╔══

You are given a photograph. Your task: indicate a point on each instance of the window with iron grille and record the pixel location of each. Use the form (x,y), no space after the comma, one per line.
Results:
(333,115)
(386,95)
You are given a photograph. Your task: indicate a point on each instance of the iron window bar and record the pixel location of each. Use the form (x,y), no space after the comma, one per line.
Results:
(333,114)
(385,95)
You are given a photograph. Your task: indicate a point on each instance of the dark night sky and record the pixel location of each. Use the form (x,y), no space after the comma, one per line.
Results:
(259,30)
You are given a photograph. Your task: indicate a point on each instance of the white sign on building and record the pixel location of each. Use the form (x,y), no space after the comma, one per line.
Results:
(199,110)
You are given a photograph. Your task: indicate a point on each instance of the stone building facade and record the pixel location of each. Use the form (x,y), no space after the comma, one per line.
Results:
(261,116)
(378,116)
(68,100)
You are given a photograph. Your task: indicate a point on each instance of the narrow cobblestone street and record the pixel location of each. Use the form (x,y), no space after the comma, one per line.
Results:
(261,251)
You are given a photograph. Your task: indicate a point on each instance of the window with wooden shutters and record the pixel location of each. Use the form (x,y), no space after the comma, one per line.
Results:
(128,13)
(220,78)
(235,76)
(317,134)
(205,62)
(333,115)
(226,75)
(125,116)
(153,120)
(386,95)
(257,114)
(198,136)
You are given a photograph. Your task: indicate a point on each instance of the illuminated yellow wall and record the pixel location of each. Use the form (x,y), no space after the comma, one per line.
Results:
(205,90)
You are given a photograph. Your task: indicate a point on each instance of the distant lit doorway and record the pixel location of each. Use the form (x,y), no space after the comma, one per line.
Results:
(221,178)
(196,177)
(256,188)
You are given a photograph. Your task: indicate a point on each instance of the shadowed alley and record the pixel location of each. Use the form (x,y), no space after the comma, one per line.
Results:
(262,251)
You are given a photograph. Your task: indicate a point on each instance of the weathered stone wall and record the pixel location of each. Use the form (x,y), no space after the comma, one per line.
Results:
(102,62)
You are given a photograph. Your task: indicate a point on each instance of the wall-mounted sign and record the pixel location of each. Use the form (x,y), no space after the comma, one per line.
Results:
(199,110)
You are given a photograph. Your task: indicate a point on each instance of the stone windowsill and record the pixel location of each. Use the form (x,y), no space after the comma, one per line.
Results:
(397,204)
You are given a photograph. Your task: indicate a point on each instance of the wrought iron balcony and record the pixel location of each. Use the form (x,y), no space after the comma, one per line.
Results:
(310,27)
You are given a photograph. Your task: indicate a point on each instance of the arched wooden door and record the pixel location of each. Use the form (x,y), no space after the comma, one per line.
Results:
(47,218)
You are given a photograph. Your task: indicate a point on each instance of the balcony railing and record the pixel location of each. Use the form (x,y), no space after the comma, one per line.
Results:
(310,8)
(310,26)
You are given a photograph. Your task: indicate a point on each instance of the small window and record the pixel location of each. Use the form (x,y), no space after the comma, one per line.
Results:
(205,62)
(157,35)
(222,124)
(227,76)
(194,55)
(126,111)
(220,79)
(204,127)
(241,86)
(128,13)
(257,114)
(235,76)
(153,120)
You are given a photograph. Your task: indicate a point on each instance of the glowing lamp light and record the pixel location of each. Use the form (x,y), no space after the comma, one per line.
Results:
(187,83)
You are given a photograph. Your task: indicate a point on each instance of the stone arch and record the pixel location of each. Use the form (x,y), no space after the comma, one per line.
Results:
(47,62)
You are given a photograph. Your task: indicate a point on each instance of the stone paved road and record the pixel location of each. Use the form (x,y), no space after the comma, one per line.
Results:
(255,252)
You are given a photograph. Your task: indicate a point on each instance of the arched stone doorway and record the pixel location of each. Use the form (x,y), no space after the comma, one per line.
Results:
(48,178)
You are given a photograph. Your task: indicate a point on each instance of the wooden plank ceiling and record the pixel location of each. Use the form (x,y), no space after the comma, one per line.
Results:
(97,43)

╚══

- [STATED EXERCISE] Can you rewrite the rows from the line that contains "the stone paved" through the final row, keeping each request unchanged but raising every x and y coordinate in the answers by 50?

- [FINAL RESULT]
You are given a photograph. Your task: indicate a point on each instance of the stone paved road and record the pixel location of each. Use the form (x,y), no space after the comma, one per line.
Results:
(305,302)
You are given a photograph. Your task: indicate a point on each instance of the arched stone doorway and record the pixel location of each. Use the form (x,y), no space after the comma, one per line.
Results:
(98,228)
You are given a photograph. Your task: indicate a point on each instance of the wooden plank ceiling and record the pixel location of each. Use the form (x,y), no space after the comma, one per line.
Results:
(147,93)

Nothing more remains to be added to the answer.